> **Exercise**: Each record is to be printed exactly as given, down to the last mark.

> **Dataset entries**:
= = = = = = =
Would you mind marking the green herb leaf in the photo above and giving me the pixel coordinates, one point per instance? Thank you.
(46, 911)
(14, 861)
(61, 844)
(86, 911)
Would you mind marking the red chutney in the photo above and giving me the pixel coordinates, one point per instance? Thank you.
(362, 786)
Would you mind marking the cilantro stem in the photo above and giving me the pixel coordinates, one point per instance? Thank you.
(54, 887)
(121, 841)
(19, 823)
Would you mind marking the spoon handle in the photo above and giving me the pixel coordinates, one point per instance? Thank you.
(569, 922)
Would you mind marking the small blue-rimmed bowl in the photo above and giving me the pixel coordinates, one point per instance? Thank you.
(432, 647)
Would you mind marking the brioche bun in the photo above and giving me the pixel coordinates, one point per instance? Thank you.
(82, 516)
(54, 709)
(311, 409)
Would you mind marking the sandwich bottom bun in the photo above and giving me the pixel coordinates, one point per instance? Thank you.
= = = = = = =
> **Answer area**:
Would you mind marking the green herb leaf in the photo above and giving me the pixel coordinates, one point per instance? Thank you.
(46, 911)
(14, 861)
(61, 844)
(86, 911)
Would you mind marking the red chutney in the photo above and giving me the pixel coordinates, one point per instance? Thank you.
(362, 786)
Would you mind marking the cilantro stem in the photo above and giving me the pixel coordinates, one point per instance? Thank you.
(54, 887)
(121, 841)
(19, 823)
Would you mind marking the spoon handle in the photo above and giving me the pixel coordinates, one point per instance? Thank you.
(569, 922)
Would you mind marking the small blue-rimmed bowl in the photo above and giving me the pixel coordinates, one point per instance? Thank you.
(432, 647)
Would you mind marking the brioche bun in the photo above and giving me the pixel coordinates, one point per instance? Thank you.
(82, 516)
(54, 709)
(311, 409)
Would you mind marking the sandwich bottom bun in the photo above and giving me the pixel coordinates, one point per instance? Thank you.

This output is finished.